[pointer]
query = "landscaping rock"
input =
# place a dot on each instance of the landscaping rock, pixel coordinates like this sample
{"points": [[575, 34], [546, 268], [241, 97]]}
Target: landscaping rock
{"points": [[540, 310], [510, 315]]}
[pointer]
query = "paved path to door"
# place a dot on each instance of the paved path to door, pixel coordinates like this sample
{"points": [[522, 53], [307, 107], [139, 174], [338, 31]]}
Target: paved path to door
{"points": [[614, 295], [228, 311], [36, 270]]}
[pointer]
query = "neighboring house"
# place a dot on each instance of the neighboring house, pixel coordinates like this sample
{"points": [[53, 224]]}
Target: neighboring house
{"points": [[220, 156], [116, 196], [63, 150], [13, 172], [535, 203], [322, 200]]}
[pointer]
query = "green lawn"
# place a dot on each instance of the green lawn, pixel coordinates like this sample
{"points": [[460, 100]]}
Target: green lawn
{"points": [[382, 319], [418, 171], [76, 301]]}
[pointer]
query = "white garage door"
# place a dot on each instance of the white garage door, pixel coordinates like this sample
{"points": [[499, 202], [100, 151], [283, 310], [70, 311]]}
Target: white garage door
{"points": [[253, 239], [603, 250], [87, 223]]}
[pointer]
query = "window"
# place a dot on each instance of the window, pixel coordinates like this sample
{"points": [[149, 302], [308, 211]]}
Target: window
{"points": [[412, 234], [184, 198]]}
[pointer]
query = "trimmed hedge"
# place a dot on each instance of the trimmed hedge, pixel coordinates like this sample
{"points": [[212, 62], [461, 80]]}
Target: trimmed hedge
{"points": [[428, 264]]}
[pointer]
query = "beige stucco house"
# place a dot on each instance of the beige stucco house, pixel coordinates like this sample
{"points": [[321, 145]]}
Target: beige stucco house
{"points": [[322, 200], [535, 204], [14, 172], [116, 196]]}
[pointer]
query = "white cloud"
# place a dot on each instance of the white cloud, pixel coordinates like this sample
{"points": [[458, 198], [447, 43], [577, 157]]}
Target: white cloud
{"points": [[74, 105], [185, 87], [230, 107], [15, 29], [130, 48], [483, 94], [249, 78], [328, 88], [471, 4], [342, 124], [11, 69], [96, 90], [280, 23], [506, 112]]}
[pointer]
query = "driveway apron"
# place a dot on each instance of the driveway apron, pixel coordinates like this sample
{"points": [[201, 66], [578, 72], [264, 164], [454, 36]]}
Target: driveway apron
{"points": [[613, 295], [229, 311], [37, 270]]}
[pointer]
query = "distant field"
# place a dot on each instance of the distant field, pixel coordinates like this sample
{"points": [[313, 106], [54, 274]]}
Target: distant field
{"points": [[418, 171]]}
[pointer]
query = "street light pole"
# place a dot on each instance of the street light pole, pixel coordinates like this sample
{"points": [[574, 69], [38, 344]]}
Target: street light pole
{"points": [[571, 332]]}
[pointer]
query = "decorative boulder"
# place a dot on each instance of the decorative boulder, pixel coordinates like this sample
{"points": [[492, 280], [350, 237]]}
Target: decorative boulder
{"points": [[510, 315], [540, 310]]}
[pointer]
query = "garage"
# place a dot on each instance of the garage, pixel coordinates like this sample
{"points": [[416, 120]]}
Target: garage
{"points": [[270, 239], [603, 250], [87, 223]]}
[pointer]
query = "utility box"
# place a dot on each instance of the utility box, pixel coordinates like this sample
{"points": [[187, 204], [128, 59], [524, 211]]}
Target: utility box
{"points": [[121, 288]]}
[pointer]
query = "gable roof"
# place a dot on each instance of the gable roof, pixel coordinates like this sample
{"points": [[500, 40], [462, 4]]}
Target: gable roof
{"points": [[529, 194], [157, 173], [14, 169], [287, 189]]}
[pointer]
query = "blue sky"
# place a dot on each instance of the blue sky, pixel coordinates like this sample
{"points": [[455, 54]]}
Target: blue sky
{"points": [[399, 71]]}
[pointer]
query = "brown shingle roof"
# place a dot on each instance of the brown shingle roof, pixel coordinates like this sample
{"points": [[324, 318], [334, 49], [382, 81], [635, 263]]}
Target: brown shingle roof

# [The exercise]
Repeat each record in full; every line must match exactly.

# [Solution for this problem]
[pointer]
query = "landscaping rock"
input =
# place a dot on each instance of the landscaping rock, pixel coordinates like this sample
{"points": [[575, 34], [546, 268], [241, 97]]}
Target: landscaping rock
{"points": [[540, 310], [510, 315]]}
[pointer]
query = "paved path to door"
# place a dot on each instance of the paved path to door, pixel coordinates like this sample
{"points": [[522, 53], [307, 107], [139, 174], [338, 31]]}
Target: paved path to door
{"points": [[614, 295], [228, 311], [36, 270]]}
[pointer]
query = "neighboring house"
# place a dot on each instance of the neighboring house, pixel coordinates like this sample
{"points": [[53, 224]]}
Target: neighboring house
{"points": [[220, 156], [116, 196], [63, 150], [13, 172], [535, 203], [322, 200]]}
[pointer]
query = "green lawn"
# place a dot on each instance of the green lawn, pixel coordinates like this sample
{"points": [[460, 100]]}
Target: green lawn
{"points": [[382, 319], [418, 171], [76, 301]]}
[pointer]
query = "white garage door"
# place a dot on each instance of the white garage door, pixel coordinates like this sample
{"points": [[499, 202], [100, 151], [283, 310], [70, 311]]}
Target: white garage door
{"points": [[253, 239], [603, 250], [87, 223]]}
[pointer]
query = "window"
# place a dot on each instance of the window, pixel coordinates like this sample
{"points": [[149, 302], [308, 211]]}
Target: window
{"points": [[412, 234], [184, 198]]}
[pointer]
query = "trimmed hedge"
# place a dot on each instance of the trimmed hedge, pixel coordinates like this sample
{"points": [[212, 62], [461, 80]]}
Target: trimmed hedge
{"points": [[428, 264]]}
[pointer]
query = "beige stucco house"
# place a dot on each instance of the beige stucco house, pixel coordinates like this sample
{"points": [[321, 145]]}
Target: beige stucco house
{"points": [[322, 200], [535, 204], [14, 172], [116, 196]]}
[pointer]
query = "white cloud"
# place a dot on each instance of the white cloud, pixel coordinates like this sample
{"points": [[458, 198], [447, 43], [577, 157]]}
Target: white cloud
{"points": [[74, 105], [185, 87], [230, 107], [15, 29], [130, 48], [483, 94], [249, 78], [328, 88], [471, 4], [342, 124], [11, 69], [96, 90], [280, 23], [506, 112]]}
[pointer]
query = "driveway apron"
# place a dot on each instance of the driveway apron, pixel coordinates like this sample
{"points": [[201, 66], [578, 72], [264, 164], [454, 36]]}
Target: driveway apron
{"points": [[613, 295], [229, 311], [37, 270]]}
[pointer]
query = "distant field"
# place a dot on each instance of the distant field, pixel coordinates like this sample
{"points": [[313, 106], [54, 274]]}
Target: distant field
{"points": [[418, 171]]}
[pointer]
query = "street light pole"
# place a dot on each instance of the street light pole, pixel coordinates like this sample
{"points": [[574, 69], [38, 344]]}
Target: street light pole
{"points": [[571, 332]]}
[pointer]
query = "decorative boulder"
# place a dot on each instance of the decorative boulder, pixel coordinates like this sample
{"points": [[492, 280], [350, 237]]}
Target: decorative boulder
{"points": [[510, 315], [540, 310]]}
[pointer]
query = "garage"
# place a dot on each instance of the garage, pixel coordinates like this sample
{"points": [[416, 120]]}
Target: garage
{"points": [[270, 239], [603, 250], [87, 223]]}
[pointer]
query = "utility box"
# place a dot on each instance of the utility box, pixel coordinates like this sample
{"points": [[187, 204], [128, 59], [524, 211]]}
Target: utility box
{"points": [[121, 288]]}
[pointer]
query = "gable roof"
# place a dot on each instance of the gable roof, pixel coordinates like this sample
{"points": [[500, 40], [462, 4]]}
Target: gable roof
{"points": [[529, 194], [157, 173], [14, 169], [287, 189]]}
[pointer]
query = "blue sky"
# place a dot on each instance of the blue sky, pixel coordinates like this sample
{"points": [[455, 54]]}
Target: blue sky
{"points": [[399, 71]]}
[pointer]
query = "brown shingle roof"
# place a dot on each instance of the brown shingle roof, pixel coordinates like this sample
{"points": [[324, 318], [334, 49], [382, 81], [635, 263]]}
Target: brown shingle roof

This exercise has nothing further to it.